#### ZU BEARBEITENDE AUFGABEN
A) In welchem Jahr wurde laut dem Auszug über das Hüttenwerk Eintracht der neue Kokshochofen angeblasen?
B) Zitieren Sie aus dem Auszug über das Hüttenwerk Eintracht wörtlich die Stelle von „1847 gründet man“ bis einschließlich „2020, S. 87).“.
C) Setzen Sie den Text über das Hüttenwerk Eintracht im Anschluss an seinen letzten Satz fort.

#### AUSZUG DER SEITE
1847 gründet man die „Gewerkschaft Eintracht“, an der die beiden Unternehmer mit 25% beteiligt sind und beginnt 1848 mit dem Bau des „Hüttenwerks Eintracht“ bei Hochdahl. Experimentell wird der Verhüttungsprozess an die Eigenschaften des Neandertaler Steins angepasst. Die Hütte Eintracht ist dann das erste koksbetriebene Hochofenwerk an Rhein und Ruhr, welches über ein Versuchsstadium hinauskommt. Der neue Kokshochofen wird 1851 angeblasen und wird bis 1856 ununterbrochen laufen (HAUMANN 2020, S. 87).

#### BEREITGESTELLTE DATENSÄTZE
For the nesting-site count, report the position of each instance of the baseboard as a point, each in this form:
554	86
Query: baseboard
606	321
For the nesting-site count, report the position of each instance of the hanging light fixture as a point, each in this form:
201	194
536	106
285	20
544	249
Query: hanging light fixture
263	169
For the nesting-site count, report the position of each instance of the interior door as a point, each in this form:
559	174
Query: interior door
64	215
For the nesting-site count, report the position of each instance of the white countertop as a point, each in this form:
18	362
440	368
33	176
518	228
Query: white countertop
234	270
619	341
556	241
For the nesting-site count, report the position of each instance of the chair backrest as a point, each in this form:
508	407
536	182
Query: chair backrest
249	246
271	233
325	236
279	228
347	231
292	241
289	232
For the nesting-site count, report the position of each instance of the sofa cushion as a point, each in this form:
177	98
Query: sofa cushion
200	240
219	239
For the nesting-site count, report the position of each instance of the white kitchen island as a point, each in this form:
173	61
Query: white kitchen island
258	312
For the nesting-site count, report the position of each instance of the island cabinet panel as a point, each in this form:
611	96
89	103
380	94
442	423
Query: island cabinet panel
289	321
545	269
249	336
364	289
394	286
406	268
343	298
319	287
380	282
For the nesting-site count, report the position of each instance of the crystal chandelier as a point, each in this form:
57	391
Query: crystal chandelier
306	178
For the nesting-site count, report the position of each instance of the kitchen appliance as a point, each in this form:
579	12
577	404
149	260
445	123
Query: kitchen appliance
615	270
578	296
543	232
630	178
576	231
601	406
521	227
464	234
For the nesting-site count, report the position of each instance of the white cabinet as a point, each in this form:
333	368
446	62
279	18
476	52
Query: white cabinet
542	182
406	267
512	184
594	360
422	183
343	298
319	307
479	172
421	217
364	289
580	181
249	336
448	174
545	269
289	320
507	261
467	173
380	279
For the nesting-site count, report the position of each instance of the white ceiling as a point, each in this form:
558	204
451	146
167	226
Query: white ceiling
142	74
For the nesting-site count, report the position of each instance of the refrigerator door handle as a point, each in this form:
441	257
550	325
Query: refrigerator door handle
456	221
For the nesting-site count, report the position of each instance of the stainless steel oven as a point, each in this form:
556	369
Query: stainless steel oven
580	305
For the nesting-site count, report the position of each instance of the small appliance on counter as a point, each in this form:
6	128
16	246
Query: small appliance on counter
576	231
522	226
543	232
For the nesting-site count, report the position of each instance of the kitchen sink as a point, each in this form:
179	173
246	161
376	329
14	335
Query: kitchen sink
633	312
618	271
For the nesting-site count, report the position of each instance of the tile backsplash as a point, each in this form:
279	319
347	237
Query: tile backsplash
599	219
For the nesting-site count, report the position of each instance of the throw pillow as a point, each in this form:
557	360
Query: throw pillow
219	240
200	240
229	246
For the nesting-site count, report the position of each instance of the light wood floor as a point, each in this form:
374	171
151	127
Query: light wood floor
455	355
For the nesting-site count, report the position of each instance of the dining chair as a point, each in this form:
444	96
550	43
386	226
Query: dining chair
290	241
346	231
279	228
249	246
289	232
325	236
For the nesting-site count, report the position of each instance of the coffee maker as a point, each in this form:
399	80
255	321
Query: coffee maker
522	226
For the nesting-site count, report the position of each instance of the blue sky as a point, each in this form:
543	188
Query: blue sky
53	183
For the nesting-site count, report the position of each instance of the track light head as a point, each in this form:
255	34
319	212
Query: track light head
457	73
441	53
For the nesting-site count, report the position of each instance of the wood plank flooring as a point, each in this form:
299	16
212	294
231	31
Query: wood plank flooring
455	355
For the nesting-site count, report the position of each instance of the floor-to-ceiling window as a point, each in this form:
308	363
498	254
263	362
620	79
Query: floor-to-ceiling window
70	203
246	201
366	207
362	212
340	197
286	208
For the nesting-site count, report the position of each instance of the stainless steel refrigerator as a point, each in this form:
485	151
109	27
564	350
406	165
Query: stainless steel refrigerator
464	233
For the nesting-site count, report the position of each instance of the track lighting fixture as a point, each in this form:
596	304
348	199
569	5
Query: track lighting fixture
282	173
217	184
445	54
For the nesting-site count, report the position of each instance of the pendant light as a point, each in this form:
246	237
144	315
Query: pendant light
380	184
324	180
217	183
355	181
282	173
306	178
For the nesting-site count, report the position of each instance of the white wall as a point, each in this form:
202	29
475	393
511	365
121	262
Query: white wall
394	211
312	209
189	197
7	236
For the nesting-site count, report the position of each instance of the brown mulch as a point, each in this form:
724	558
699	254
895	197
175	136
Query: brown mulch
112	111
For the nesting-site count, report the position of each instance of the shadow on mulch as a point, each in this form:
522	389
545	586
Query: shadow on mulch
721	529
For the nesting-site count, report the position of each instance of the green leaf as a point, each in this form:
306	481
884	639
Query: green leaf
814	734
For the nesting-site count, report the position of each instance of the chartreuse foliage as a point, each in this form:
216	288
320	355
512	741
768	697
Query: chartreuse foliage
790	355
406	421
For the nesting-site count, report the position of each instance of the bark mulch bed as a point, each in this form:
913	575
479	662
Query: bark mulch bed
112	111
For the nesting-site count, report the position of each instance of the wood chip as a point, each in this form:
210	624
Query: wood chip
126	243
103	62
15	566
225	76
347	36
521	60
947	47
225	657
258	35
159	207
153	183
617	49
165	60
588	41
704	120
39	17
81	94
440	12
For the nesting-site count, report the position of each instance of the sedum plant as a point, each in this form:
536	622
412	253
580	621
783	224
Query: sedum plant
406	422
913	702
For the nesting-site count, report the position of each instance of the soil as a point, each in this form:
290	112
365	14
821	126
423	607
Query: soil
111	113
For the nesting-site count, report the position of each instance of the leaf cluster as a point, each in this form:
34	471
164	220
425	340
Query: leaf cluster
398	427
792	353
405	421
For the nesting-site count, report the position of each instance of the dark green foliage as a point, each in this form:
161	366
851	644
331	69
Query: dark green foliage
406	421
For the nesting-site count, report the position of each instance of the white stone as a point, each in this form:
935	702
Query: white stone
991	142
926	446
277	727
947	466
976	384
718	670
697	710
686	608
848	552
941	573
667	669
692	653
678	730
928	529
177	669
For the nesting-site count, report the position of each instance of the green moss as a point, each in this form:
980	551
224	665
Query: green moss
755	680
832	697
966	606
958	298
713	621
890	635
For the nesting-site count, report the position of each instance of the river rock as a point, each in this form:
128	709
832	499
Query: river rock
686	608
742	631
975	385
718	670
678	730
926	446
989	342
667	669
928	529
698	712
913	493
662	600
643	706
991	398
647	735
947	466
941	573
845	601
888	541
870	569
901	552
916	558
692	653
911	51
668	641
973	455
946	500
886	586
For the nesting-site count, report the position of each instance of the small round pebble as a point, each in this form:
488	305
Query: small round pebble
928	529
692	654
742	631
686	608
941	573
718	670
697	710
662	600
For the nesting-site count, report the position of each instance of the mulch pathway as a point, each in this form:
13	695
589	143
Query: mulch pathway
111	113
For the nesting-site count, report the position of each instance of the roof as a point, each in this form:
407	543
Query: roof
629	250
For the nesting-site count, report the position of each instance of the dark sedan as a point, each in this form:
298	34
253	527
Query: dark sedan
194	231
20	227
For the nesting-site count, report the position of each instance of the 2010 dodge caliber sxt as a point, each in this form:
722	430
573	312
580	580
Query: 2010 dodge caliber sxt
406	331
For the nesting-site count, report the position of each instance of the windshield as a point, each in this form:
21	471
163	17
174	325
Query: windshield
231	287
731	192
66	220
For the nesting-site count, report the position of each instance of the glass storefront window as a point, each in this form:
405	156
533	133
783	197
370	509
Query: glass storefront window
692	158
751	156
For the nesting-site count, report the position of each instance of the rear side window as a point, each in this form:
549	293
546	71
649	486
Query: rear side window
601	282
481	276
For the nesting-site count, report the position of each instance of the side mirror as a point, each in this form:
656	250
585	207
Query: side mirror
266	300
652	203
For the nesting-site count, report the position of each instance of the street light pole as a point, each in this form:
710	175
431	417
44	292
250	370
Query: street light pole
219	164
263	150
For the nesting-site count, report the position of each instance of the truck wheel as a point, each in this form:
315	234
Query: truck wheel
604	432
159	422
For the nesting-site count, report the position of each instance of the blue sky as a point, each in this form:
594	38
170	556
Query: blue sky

#### ERGEBNISSE JE AUFGABE
A) 1851

B)
1847 gründet man die „Gewerkschaft Eintracht“, an der die beiden Unternehmer mit 25% beteiligt sind und beginnt 1848 mit dem Bau des „Hüttenwerks Eintracht“ bei Hochdahl. Experimentell wird der Verhüttungsprozess an die Eigenschaften des Neandertaler Steins angepasst. Die Hütte Eintracht ist dann das erste koksbetriebene Hochofenwerk an Rhein und Ruhr, welches über ein Versuchsstadium hinauskommt. Der neue Kokshochofen wird 1851 angeblasen und wird bis 1856 ununterbrochen laufen (HAUMANN 2020, S. 87).

C)
Beckerhoff und Diepgen wandeln 1854 ihren Steinbruchbetrieb in die „Aktiengesellschaft für Marmorindustrie im Neanderthal“ um, zwecks Gewinnung von Kalkstein im sogenannten „Gesteins“ und Belieferung der Hochdahler Hütte (HAUMANN 2020, S. 86). Damit setzt der industrielle Abbau des zur Verhüttung benötigten Kalksteins im sogenannten „Gesteins“ ein, was die völlige Zerstörung der schluchtartigen Klamm des Neandertals durch den Steinabbau nach sich zieht.

1865 übernimmt der „Bergische Gruben- und Hüttenverein AG“ die Hochdahler Hütte. Zu dem Zeitpunkt gehörte die Hütte zu den drei größten Hochofenanlagen des Ruhrgebiets. Das Werk ist mit vier Hochöfen, 120 Koksöfen, 18 Rostöfen, 17 Dampfkesseln, 12 Winderhitzern, 4 Gebläsen, 4 Steinbrechern und 6 Wasserpumpen imposant ausgestattet. 1912 schließt die Hütte in Folge einer allgemein schlechten Absatzsituation.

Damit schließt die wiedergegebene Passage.